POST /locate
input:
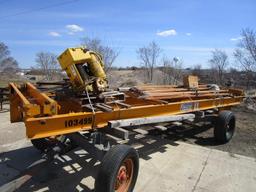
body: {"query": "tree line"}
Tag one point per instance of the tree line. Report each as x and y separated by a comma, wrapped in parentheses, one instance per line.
(151, 57)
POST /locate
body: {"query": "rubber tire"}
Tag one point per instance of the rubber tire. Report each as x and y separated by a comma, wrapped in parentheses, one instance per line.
(224, 127)
(105, 181)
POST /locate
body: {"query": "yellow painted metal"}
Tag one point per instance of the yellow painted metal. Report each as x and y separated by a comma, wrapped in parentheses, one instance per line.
(72, 57)
(73, 122)
(27, 101)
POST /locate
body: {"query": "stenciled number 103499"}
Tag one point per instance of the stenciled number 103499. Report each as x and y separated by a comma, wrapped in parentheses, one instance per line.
(76, 122)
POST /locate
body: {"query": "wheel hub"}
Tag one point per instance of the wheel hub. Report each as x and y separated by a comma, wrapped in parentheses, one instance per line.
(124, 176)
————
Every record gets retyped exactly; no picture goes into the copy.

POST /locate
input:
body: {"query": "tree line"}
Tag one point per instance of the tree line. Report each as x and y separated by a comma, wrapped in parentheses, one instance per line.
(151, 57)
POST /locate
body: {"query": "rubber tire"}
Tag one point per instance of the rubber tire. Report each as x and y separated by a comma, wrapped in parentheses, one instance per line.
(224, 127)
(105, 181)
POST /locate
body: {"query": "yellow painted metal"}
Tag one point per instance of the yellow painted metal. Report each as x and y separated by a comma, wrapped in parentheses, one instance per line.
(72, 57)
(73, 122)
(27, 101)
POST /locate
body: {"query": "stenciled number 103499"}
Tag one point per instance of the stenciled number 103499. Report each as x and y separated by a comma, wrapped in parentheses, one instance per line.
(76, 122)
POST /locate
body: {"query": "wheel hub"}
Tag one point per instance of the wheel hub. Report each as x and y separated by a comma, wrapped in parentheses, one instance per line.
(124, 176)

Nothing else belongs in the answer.